# 本文
クローデルは文楽人形の動的な感覚をズバリと見抜いています。(なおクローデルの文楽観についての詳細は別稿「クローデルの文楽」をご参照ください。)これに対して谷崎もクローデルとはちょっと角度が違ったところから文楽人形を観察しているのが興味深いところです。谷崎も文楽人形に同じく動的な感覚を見ていますが、谷崎は人形の激しい動きのなかにそれを見るよりも、静止した人形の方により強く動的な感覚を見ているのです。そこに谷崎の独自の感覚があるのです。

『老人の議論を押し詰めて行くと、矢張据わっている時の方がねばりの感じが表わせる訳で、動くとしても肩でかすかな息をするとか、ほのかなしなを作るとか、ほんの僅かにに動くしぐさが却って不気味なくらいにまで生きいきと感じられる。』(「蓼喰ふ虫」第2章)

# 課題概要 1
「My team needs the bounding box for the front fender」を含む行から「[922, 194, 1270, 436]」を含む行まで（両端を含む）のレコードだけを、「My team」を「Our group」に差し替え、ほかはそのままにして書き直してください。
次のレコードは本文とは無関係です。

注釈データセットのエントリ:
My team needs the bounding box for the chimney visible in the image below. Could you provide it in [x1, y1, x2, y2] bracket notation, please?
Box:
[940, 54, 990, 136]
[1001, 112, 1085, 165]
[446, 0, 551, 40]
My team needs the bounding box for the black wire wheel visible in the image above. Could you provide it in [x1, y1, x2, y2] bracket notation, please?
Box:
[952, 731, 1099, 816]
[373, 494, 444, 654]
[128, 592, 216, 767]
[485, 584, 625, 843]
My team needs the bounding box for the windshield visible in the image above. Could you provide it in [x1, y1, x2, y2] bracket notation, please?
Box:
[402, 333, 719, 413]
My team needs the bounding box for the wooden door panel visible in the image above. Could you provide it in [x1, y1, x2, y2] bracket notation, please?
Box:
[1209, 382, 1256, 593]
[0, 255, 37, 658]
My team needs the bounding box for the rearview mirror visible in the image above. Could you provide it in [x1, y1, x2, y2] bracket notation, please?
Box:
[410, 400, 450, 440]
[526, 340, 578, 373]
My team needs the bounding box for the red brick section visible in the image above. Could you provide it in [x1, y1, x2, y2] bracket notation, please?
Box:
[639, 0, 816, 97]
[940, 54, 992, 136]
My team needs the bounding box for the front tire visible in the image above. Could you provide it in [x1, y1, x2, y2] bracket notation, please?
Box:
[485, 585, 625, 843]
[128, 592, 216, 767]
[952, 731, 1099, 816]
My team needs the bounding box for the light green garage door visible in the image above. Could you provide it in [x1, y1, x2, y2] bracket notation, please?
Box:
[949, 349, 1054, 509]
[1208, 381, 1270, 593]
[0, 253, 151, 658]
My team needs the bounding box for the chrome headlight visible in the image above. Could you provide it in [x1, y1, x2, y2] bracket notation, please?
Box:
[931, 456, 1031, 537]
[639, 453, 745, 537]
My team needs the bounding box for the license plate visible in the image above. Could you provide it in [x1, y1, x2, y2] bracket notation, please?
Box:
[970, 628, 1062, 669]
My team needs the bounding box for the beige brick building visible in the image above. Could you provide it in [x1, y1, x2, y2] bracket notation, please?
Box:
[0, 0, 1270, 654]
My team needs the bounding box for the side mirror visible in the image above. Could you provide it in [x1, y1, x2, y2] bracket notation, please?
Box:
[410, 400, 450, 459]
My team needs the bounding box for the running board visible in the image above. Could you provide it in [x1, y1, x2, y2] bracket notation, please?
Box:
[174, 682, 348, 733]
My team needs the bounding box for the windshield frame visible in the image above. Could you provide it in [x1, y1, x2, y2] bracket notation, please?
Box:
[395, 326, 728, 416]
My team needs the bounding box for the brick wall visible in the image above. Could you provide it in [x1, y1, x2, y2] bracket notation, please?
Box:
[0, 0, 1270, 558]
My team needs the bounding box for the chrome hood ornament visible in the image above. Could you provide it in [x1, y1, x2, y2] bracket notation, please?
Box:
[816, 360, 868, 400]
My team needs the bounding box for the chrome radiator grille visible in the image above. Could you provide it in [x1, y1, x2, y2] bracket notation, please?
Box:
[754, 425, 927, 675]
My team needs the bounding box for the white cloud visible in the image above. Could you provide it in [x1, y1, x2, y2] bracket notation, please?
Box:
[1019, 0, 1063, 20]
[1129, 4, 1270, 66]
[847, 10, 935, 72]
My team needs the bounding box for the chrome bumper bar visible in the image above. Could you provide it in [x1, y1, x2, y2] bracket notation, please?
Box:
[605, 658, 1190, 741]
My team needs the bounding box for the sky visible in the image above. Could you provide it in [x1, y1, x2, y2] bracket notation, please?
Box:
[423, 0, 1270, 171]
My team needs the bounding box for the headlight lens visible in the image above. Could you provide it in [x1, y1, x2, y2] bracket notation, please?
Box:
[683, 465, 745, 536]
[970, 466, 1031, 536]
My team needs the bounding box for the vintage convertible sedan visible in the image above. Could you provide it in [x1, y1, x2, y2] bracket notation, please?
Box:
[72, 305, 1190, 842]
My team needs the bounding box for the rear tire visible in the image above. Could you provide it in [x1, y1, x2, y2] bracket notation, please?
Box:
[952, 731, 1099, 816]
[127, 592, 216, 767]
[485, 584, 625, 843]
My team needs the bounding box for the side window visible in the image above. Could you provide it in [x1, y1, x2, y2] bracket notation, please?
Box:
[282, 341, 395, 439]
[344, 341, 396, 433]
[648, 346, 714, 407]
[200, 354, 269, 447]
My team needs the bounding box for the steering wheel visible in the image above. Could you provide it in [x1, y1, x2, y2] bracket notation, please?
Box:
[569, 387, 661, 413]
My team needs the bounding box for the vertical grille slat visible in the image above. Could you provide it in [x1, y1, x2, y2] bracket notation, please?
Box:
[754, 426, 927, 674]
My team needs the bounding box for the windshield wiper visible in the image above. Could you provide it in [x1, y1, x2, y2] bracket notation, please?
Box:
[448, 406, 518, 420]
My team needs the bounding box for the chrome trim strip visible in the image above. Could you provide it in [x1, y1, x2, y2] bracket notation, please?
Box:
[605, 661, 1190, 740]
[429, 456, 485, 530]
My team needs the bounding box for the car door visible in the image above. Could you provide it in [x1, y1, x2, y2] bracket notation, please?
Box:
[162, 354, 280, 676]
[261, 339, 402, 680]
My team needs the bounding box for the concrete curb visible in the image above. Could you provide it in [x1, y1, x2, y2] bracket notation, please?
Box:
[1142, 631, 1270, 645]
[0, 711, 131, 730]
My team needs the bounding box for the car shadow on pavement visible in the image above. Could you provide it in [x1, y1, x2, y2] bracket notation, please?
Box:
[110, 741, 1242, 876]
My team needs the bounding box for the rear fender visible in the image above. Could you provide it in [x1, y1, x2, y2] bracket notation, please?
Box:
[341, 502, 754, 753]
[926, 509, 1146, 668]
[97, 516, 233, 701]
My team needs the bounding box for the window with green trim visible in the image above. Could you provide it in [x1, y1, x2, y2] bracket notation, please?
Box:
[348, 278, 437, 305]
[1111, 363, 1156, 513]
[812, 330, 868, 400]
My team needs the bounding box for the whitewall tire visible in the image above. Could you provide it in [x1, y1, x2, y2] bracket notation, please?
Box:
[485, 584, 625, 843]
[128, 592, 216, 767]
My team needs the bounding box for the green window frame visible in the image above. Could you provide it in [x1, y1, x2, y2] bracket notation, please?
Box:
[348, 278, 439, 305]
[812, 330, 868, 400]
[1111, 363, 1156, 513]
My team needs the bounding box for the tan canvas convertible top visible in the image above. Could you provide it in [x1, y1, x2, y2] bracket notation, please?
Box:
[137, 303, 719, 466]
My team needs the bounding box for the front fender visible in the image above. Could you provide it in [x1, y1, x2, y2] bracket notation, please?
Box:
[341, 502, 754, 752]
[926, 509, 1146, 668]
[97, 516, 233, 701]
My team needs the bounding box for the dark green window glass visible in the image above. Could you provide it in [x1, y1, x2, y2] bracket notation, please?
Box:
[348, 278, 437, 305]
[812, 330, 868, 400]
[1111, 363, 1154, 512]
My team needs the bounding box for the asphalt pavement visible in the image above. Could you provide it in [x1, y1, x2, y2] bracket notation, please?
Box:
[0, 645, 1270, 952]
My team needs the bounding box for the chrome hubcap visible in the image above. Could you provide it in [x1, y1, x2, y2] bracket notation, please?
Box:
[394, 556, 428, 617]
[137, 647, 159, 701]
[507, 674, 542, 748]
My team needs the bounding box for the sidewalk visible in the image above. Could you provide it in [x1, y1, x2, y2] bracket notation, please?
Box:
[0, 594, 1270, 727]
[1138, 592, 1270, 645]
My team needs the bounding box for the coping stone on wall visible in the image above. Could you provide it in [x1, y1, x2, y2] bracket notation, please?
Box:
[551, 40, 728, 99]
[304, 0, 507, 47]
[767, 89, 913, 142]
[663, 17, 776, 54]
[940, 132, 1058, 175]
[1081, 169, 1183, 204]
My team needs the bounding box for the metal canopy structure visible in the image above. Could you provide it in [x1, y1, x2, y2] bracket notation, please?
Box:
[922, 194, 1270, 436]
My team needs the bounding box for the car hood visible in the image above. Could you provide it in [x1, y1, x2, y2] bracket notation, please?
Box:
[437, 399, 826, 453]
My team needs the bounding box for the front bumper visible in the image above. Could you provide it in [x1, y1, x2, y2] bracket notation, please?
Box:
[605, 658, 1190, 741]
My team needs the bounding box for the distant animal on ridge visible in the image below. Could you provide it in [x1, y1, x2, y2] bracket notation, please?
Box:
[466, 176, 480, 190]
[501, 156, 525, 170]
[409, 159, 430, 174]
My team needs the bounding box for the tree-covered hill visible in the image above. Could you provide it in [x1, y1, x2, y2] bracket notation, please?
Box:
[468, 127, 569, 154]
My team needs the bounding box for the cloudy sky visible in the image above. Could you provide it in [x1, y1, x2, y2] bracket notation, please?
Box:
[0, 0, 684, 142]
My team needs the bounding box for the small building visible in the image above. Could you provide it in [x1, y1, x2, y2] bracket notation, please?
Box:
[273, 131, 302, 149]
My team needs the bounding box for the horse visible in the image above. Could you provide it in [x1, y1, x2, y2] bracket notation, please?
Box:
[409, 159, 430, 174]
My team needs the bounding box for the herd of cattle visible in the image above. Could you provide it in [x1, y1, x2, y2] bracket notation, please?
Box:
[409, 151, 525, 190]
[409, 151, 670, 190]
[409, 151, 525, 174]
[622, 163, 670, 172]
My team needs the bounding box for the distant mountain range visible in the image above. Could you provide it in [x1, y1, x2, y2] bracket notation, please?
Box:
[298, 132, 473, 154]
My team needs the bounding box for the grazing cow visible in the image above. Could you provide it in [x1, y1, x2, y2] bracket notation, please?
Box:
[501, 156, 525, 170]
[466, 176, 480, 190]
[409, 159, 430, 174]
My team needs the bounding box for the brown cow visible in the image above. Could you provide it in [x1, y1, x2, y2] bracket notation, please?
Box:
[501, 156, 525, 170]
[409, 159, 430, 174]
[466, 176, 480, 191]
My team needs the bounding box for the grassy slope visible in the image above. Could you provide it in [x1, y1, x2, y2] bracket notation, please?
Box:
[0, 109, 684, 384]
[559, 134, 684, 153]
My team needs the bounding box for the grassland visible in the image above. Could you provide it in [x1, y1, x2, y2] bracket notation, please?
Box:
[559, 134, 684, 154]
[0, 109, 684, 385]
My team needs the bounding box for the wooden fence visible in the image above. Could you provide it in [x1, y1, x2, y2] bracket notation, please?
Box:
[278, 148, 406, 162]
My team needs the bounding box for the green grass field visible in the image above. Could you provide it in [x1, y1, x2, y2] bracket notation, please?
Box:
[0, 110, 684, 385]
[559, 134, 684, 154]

# 課題概要 2
文楽人形についての本文に登場する人物を、作中人物も含めてすべて挙げてください。

# 出力結果 1
Our group needs the bounding box for the front fender visible in the image above. Could you provide it in [x1, y1, x2, y2] bracket notation, please?
Box:
[341, 502, 754, 752]
[926, 509, 1146, 668]
[97, 516, 233, 701]
Our group needs the bounding box for the dark green window glass visible in the image above. Could you provide it in [x1, y1, x2, y2] bracket notation, please?
Box:
[348, 278, 437, 305]
[812, 330, 868, 400]
[1111, 363, 1154, 512]
Our group needs the bounding box for the asphalt pavement visible in the image above. Could you provide it in [x1, y1, x2, y2] bracket notation, please?
Box:
[0, 645, 1270, 952]
Our group needs the bounding box for the chrome hubcap visible in the image above. Could you provide it in [x1, y1, x2, y2] bracket notation, please?
Box:
[394, 556, 428, 617]
[137, 647, 159, 701]
[507, 674, 542, 748]
Our group needs the bounding box for the sidewalk visible in the image above. Could you provide it in [x1, y1, x2, y2] bracket notation, please?
Box:
[0, 594, 1270, 727]
[1138, 592, 1270, 645]
Our group needs the bounding box for the coping stone on wall visible in the image above. Could you provide it in [x1, y1, x2, y2] bracket notation, please?
Box:
[551, 40, 728, 99]
[304, 0, 507, 47]
[767, 89, 913, 142]
[663, 17, 776, 54]
[940, 132, 1058, 175]
[1081, 169, 1183, 204]
Our group needs the bounding box for the metal canopy structure visible in the image above. Could you provide it in [x1, y1, x2, y2] bracket notation, please?
Box:
[922, 194, 1270, 436]

# 出力結果 2
クローデル、谷崎、老人